** BEGIN INPUT FOR THIS TASK **

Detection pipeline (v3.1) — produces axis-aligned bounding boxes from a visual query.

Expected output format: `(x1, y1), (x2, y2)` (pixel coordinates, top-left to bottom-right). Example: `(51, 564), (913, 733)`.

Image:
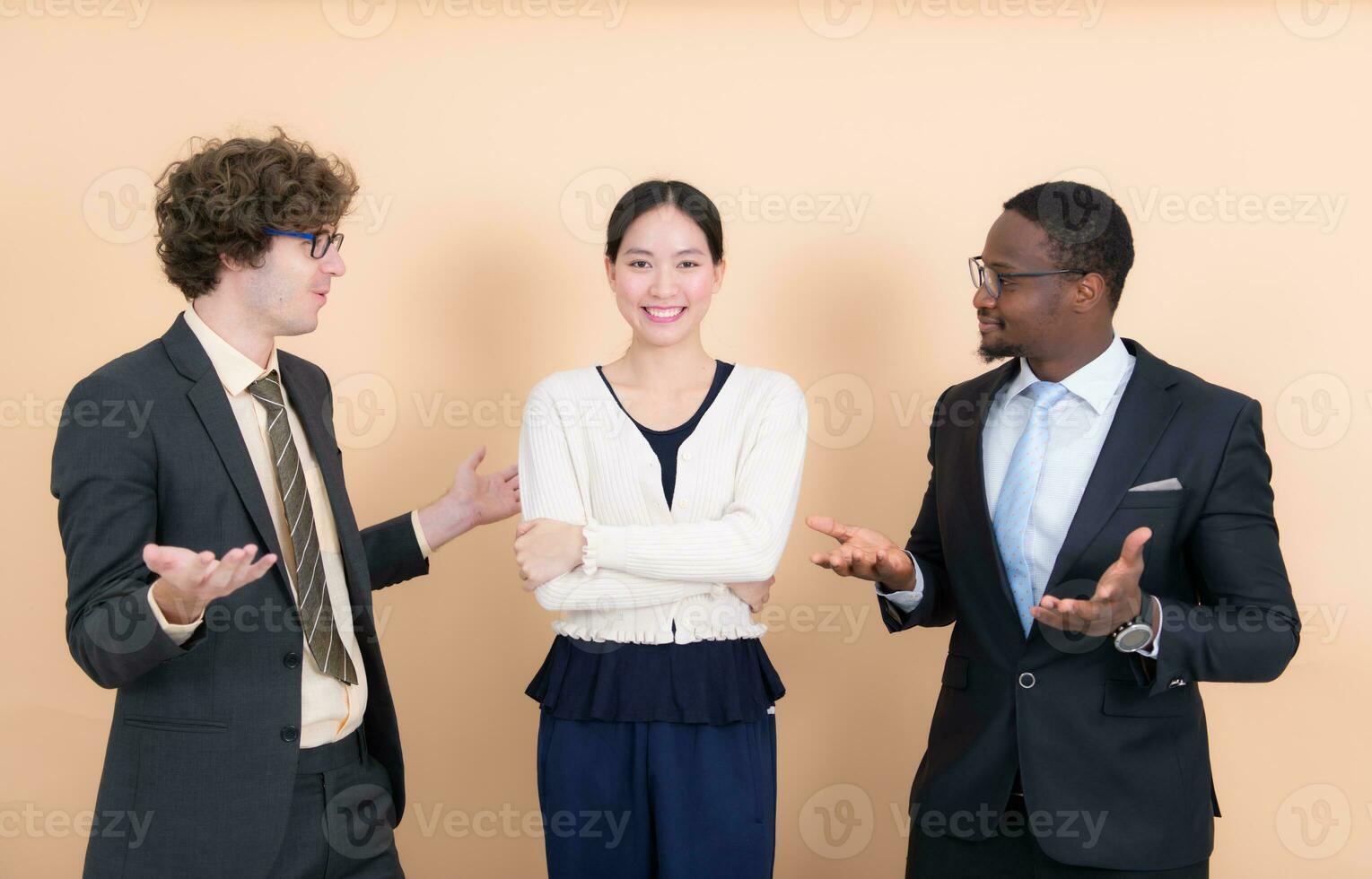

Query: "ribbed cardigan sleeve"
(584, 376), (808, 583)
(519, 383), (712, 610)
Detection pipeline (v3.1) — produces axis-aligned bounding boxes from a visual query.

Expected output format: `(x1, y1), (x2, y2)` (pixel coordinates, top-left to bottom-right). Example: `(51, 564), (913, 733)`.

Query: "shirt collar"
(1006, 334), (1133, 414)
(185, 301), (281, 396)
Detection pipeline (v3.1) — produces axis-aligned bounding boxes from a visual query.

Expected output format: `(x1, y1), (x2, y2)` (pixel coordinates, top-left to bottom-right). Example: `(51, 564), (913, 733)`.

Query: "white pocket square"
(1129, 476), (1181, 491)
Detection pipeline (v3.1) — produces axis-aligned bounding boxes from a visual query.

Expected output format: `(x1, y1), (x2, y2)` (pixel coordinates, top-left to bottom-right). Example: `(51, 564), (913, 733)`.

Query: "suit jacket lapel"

** END INPUT FOR THIS TASK **
** BEGIN INPUT FOR THIS TASK **

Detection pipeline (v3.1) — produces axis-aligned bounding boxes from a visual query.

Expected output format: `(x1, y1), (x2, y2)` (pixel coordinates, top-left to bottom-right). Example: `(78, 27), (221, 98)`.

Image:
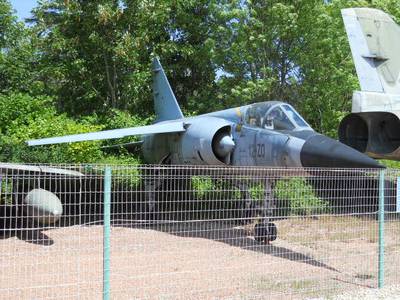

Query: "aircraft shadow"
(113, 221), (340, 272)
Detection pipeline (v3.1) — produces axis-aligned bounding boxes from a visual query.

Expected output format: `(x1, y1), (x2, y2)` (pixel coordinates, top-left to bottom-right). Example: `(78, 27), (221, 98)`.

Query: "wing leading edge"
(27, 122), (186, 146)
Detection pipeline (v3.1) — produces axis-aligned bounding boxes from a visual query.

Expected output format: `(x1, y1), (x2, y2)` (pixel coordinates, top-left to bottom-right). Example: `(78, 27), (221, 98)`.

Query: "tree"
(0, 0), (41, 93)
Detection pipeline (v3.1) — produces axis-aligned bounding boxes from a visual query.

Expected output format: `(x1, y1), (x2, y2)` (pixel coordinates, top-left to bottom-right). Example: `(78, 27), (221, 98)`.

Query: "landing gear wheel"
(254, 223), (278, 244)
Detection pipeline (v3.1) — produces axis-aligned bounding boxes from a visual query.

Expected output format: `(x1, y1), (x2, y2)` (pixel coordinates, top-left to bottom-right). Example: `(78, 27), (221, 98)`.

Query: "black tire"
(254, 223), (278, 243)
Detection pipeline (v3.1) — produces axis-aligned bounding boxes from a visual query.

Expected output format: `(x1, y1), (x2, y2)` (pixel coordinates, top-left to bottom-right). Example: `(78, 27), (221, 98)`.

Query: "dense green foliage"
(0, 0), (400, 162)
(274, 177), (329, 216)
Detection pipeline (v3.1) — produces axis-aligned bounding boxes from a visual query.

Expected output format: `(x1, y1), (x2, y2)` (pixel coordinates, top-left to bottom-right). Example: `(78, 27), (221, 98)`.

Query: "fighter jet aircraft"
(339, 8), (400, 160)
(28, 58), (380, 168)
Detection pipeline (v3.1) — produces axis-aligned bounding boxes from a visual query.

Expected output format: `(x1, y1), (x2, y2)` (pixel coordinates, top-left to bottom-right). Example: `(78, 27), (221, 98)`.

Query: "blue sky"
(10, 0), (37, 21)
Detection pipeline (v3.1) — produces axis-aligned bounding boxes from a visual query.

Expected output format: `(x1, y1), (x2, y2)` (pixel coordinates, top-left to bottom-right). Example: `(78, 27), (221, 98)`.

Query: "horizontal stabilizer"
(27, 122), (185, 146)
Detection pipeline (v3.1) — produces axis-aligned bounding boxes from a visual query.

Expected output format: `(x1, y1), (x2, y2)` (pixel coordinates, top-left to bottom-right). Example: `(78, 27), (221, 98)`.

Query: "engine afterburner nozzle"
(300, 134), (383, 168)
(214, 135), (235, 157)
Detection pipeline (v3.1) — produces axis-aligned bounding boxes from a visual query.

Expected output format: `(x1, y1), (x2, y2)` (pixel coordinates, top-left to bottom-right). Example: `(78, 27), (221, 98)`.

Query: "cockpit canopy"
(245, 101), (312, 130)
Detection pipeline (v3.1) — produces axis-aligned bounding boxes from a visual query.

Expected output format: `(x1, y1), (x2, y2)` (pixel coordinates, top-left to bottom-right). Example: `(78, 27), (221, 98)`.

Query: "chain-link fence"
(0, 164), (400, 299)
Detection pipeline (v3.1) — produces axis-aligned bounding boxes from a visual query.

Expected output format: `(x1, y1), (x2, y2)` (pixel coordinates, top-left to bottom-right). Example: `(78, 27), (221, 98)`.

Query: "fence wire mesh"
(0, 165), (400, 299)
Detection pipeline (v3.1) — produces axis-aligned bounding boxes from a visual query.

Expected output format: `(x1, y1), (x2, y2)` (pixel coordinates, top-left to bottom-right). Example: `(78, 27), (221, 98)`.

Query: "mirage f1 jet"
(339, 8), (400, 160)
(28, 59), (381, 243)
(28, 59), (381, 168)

** END INPUT FOR THIS TASK **
** BEGIN INPUT FOR THIS TASK **

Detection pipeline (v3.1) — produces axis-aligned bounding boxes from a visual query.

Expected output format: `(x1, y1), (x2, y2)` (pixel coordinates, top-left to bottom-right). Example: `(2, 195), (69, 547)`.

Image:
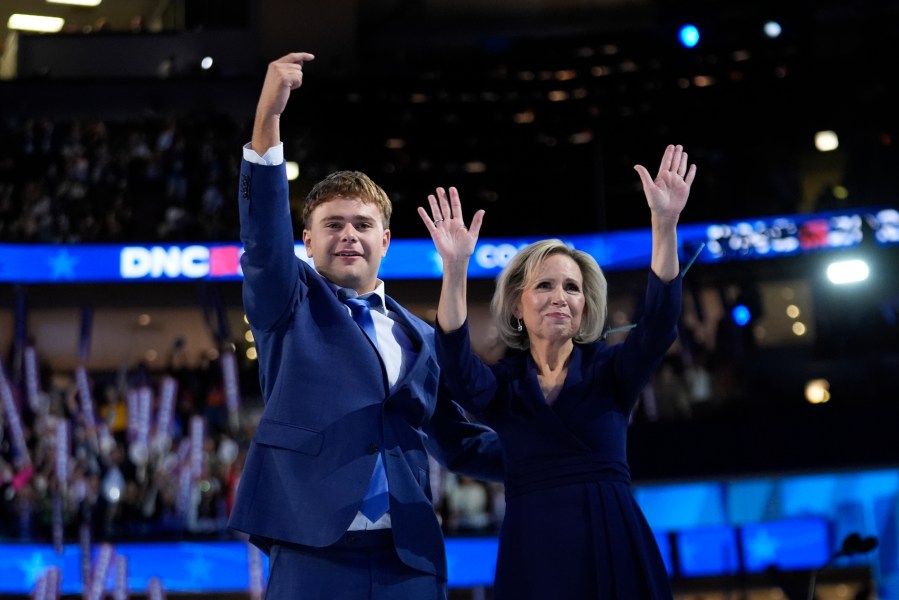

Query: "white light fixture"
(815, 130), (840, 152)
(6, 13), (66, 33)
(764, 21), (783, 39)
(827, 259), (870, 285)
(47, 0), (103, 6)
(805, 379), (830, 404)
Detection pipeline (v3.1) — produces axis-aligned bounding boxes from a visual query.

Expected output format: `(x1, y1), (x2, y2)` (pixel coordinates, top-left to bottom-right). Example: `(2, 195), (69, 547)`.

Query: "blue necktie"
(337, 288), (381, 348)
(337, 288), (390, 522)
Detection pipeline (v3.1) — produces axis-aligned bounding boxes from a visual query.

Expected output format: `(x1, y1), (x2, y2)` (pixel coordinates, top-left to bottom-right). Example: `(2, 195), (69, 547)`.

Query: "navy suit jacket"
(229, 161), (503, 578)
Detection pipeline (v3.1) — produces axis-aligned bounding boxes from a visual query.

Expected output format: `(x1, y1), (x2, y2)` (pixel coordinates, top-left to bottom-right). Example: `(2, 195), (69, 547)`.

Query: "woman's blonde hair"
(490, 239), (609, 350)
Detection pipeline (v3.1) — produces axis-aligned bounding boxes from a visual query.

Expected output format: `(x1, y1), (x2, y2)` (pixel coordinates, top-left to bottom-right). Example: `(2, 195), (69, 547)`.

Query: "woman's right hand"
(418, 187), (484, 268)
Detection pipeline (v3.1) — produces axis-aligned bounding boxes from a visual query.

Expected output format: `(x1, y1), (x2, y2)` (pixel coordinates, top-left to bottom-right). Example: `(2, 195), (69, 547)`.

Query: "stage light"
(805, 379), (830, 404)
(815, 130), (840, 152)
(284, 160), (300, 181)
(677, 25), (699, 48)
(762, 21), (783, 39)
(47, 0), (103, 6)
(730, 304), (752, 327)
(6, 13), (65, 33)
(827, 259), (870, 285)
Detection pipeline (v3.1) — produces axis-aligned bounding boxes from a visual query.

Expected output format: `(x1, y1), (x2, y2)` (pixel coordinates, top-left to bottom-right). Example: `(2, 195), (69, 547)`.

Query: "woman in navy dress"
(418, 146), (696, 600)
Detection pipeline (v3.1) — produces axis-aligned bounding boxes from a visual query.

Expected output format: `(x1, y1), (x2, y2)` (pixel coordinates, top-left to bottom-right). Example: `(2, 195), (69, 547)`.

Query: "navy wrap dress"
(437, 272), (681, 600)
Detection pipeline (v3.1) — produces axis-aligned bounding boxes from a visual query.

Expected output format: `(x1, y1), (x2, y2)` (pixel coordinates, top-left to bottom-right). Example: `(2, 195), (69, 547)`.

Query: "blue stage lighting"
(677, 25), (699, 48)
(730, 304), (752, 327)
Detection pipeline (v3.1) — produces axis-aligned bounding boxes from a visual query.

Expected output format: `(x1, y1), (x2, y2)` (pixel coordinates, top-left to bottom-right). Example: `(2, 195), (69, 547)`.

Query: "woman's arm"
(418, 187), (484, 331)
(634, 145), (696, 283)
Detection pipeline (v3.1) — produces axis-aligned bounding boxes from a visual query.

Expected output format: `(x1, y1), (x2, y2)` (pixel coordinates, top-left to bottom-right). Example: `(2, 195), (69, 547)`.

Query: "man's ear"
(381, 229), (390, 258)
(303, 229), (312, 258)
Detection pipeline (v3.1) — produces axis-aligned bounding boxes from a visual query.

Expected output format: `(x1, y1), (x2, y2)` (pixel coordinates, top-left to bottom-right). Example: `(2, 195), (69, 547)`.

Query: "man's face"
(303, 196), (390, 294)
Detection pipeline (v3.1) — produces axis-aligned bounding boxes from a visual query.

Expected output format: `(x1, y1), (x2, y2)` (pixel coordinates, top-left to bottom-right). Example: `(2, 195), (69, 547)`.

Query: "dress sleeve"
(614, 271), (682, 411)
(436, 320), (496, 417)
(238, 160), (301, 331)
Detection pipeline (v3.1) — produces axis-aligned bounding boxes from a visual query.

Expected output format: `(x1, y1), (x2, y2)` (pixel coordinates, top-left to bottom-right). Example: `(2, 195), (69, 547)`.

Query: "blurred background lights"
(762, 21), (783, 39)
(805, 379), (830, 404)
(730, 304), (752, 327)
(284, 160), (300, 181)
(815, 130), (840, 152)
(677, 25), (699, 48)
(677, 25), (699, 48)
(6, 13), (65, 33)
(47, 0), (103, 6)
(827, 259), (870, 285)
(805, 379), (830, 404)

** END INPUT FOR THIS TASK **

## [TO BE DONE]
Locate every line in the rows above that contains the word "fence", and copy each of those lines out in full.

## [EXPECTED ANSWER]
Query: "chain-link fence"
Query: "fence wire mesh"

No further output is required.